### Data listing
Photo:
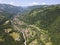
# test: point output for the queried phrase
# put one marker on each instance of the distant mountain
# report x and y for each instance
(10, 8)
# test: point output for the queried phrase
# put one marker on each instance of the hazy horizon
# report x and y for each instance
(29, 2)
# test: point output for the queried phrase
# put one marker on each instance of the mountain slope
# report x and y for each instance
(47, 19)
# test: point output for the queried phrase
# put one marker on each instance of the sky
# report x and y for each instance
(29, 2)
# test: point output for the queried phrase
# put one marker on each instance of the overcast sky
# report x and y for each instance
(29, 2)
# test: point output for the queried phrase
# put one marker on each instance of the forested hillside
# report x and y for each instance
(36, 25)
(47, 19)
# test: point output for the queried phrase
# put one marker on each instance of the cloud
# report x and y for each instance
(43, 3)
(12, 3)
(33, 3)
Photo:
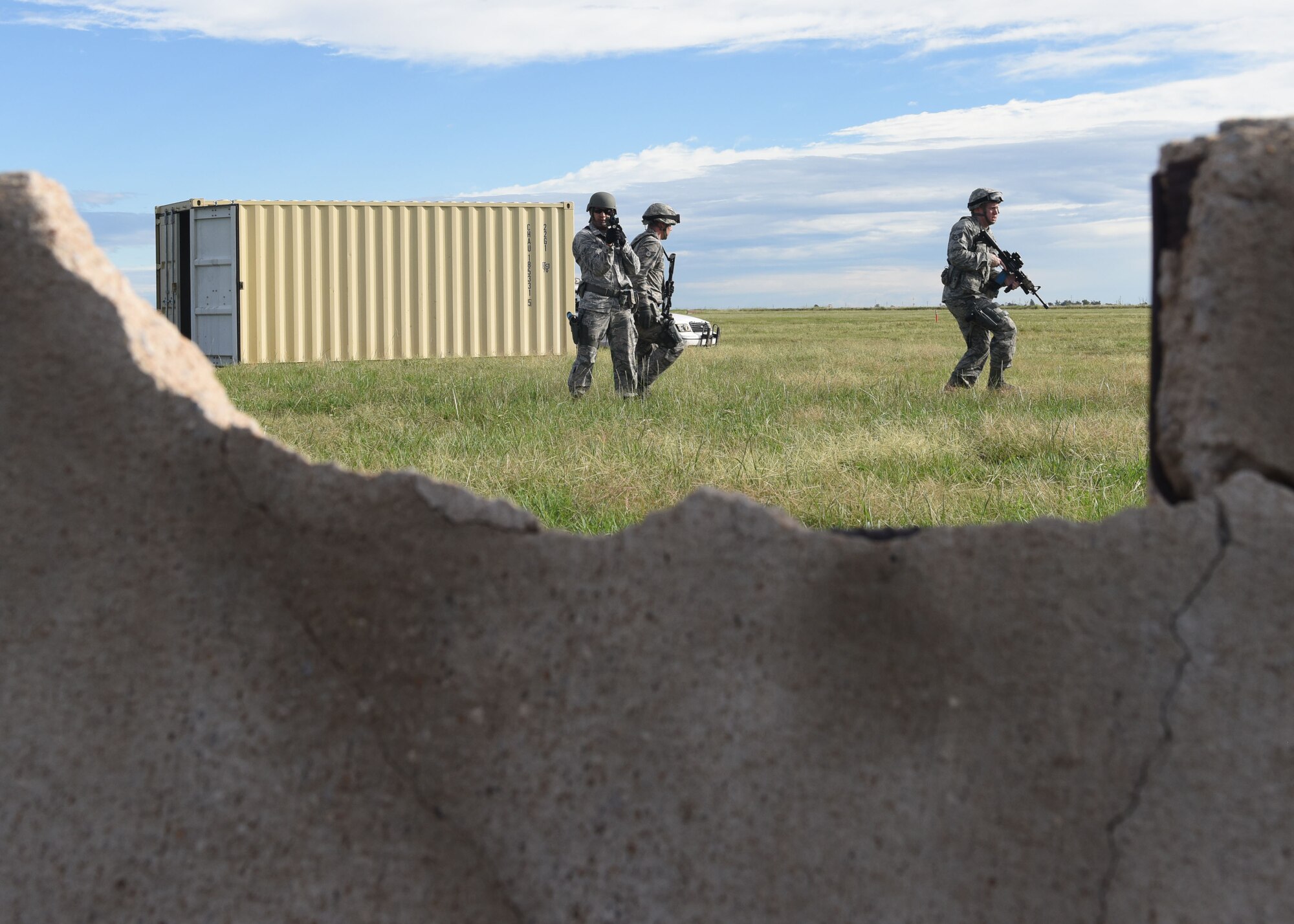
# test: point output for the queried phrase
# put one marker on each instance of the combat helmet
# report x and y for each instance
(602, 201)
(659, 212)
(983, 195)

### To be done
Keep every word of the data as it is when you write it out, but drop the pictures.

### Answer to the task
Photo:
# test: point output for the queried phrase
# put one marker on each instance of the distant mountain
# report x and y for each instance
(10, 8)
# test: point output for the queried phrase
# put one marker on each instance of the hazy horizon
# report x and y for each instance
(29, 2)
# test: point output for the queried phrase
# put one marker on each instance of the mountain slope
# report x and y for each instance
(47, 19)
# test: point output for the queried phrase
# put one marker on each instance of the sky
# report x and y for each instance
(29, 2)
# test: point output for the queried phrase
# put one marker on each instance of the overcast sky
# report x and y for each instance
(29, 2)
# test: point output for the queried phrase
# put one marker on each instance of the forested hillside
# report x and y for each instance
(36, 25)
(47, 19)
# test: point output for the queried phrase
# put one marker on each instance of the cloud
# report x and y for each instance
(43, 3)
(12, 3)
(33, 3)
Photo:
# test: point output for the queried phrase
# put one marker on each instance of the combat helmet
# report x and y for each instance
(602, 201)
(659, 212)
(983, 195)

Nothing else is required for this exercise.